### What is being asked
From the Gautam Sen biography, list every event for which he serves as a jury member.

### Document text
* * * *
Gautam Sen is an Indian journalist, writer and automotive design consultant and expert. He is also the Vice President External Relations at Fédération Internationale de Véhicules Anciens FIVA, the international federation for historic vehicles. Sen founded India's first newsstand car magazine Indian Auto in 1986. Subsequently, he also launched Auto India in 1993, followed by the Indian editions of auto motor and sport and BBC's TopGear magazine. Directly involved with the automobile industry in India and Europe, Sen has worked with eminent designers such as Gerard Godfroy, Tom Tjaarda and Marcello Gandini. Since 2010 Sen has also published several critically acclaimed books on automobiles.

Early life and education
A graduate in economics from Presidency College, Calcutta, Sen has a Master's in Business Administration, from the XLRI, Jamshedpur.

Career

First job
Gautam Sen joined the marketing department of Maruti Udyog Limited in 1984, leaving the carmaker in 1986.

Journalism
Sen joined Business Press Pvt Ltd in 1986 to start India's first newsstand automobile magazine, The Indian Auto Journal, which was launched in September 1986.  In 1993, the Business India Group launched the magazine Auto India, with Gautam Sen as the magazine's Editor. In 1996, Gautam Sen moved to Paris, to manage the San Storm sports car project.

Sen joined Motorpresse Stuttgart in 2000, to launch the Indian edition of the German automotive magazine auto motor und sport in 2001.

Joining Worldwide Wide Media  (a BBC-Times of India joint venture), in May 2005, Sen was the founder-Editor of the Indian edition of BBC's TopGear magazine. Sen joined back the Business India Group in September 2007, to take over the running of Auto India magazine once again.

Consultancy
Sen has also consulted with several Indian and European automobile manufacturers, such as Hero Motors, TVS-Suzuki Ltd, Ideal Jawa, Hindustan Motors, DLC Automotives, San Motors and Tata Motors. Sen managed the development of India's first sports car, the San Storm.  He has also worked with several leading automobile designers: Gerard Godfroy, Tom Tjaarda and Marcello Gandini.

Other activities
Sen is a vice president with the Fédération Internationale de Véhicules Anciens (FIVA), as well as a jury member of Le Mans Classic, Chantilly Arts & Elegance,  the YanQi Island Concours d’Elegance and the Rally International du Pays de Fougères.
* * * *
### Record extracts
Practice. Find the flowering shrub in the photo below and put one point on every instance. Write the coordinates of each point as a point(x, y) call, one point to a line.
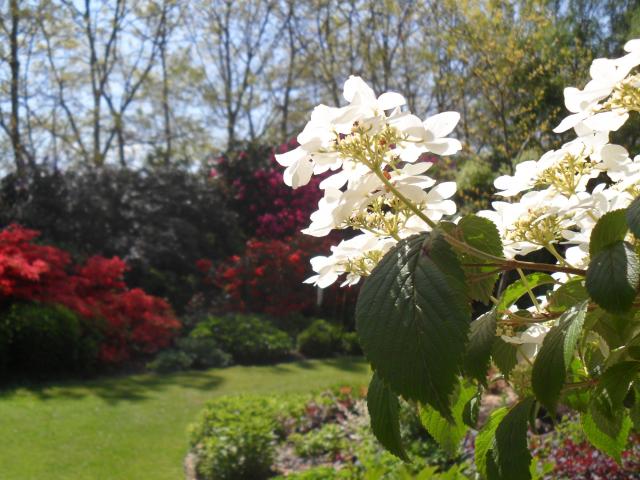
point(135, 321)
point(267, 277)
point(267, 208)
point(577, 345)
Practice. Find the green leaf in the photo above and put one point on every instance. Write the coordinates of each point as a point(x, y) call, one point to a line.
point(486, 437)
point(412, 323)
point(634, 410)
point(384, 411)
point(554, 358)
point(482, 335)
point(480, 233)
point(518, 289)
point(448, 434)
point(568, 294)
point(612, 445)
point(505, 356)
point(611, 228)
point(613, 277)
point(471, 410)
point(509, 457)
point(633, 217)
point(614, 386)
* * * *
### Answer below
Le Mans Classic
Chantilly Arts & Elegance
the YanQi Island Concours d’Elegance
the Rally International du Pays de Fougères